[Pointing dataset records]
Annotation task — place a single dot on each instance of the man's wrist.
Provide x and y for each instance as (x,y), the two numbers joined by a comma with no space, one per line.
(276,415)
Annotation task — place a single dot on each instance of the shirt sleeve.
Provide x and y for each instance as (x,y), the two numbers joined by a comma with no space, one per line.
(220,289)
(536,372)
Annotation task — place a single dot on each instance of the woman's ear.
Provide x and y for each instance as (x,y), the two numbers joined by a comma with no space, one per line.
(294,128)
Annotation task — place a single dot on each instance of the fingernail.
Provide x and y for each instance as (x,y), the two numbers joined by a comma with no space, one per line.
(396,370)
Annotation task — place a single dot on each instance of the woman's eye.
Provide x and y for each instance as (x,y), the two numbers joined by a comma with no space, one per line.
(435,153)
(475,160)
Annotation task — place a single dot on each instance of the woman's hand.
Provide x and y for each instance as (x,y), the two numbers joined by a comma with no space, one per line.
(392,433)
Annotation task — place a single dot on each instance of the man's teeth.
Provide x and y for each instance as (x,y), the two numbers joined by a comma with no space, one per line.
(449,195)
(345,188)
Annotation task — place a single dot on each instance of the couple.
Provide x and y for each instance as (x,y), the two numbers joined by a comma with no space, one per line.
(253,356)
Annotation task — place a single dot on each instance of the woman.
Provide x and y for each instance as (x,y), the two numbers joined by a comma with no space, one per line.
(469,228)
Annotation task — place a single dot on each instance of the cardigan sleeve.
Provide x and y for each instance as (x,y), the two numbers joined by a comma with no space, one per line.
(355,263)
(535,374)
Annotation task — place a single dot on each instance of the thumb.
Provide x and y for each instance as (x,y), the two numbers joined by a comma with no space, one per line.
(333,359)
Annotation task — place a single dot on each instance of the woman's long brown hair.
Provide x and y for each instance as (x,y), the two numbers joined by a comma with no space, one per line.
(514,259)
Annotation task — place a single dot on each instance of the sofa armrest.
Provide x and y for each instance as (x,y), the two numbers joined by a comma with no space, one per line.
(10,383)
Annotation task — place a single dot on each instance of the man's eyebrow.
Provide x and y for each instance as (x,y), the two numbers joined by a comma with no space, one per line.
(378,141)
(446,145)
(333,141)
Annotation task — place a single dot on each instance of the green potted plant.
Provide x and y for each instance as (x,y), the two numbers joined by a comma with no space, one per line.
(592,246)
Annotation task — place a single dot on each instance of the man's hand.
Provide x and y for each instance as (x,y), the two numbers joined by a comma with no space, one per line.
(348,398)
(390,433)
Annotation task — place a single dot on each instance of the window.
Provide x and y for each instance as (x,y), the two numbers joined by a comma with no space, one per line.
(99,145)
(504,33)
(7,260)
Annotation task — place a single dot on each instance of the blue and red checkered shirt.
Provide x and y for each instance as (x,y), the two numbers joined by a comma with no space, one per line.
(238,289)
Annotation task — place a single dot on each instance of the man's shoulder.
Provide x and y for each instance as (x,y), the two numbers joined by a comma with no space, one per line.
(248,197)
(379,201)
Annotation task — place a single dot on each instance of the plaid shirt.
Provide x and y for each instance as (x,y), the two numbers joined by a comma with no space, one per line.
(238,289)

__Task brief__:
Keep only the lines from the one containing "green potted plant." to the end of the entries, and repeat them exactly.

__Response to the task__:
Annotation task — place a single dot on each instance of the green potted plant.
Provide x and y for each instance as (x,y), the two numbers joined by a comma with no space, one per line.
(592,246)
Annotation task — place a single dot on each instance of the man's hand.
Provide x and y for each instance as (x,y), the two numbers joined by a comma with no space, one per line.
(348,398)
(390,433)
Annotation task — place a single dot on each instance of the window.
Provide x and y for each instance as (x,y), the two numbers joined by a comma with no space, one per line.
(99,145)
(504,33)
(7,260)
Annotation task — place a single dot on each instance of the blue and red checkered shirt.
Provide x and y for each instance as (x,y), the two numbers joined by a comma with no space, one per line.
(238,289)
Annotation task — place a single dot on each instance of the man's shoulder.
Provide x and y for each instance as (x,y), the two numbers joined by a comma with no space, one per line.
(248,197)
(379,201)
Annotation task — place a single dot on each instance of the plaid shirt.
Provide x and y for each instance as (x,y), the two numbers joined by a comma with no space, one per line.
(238,289)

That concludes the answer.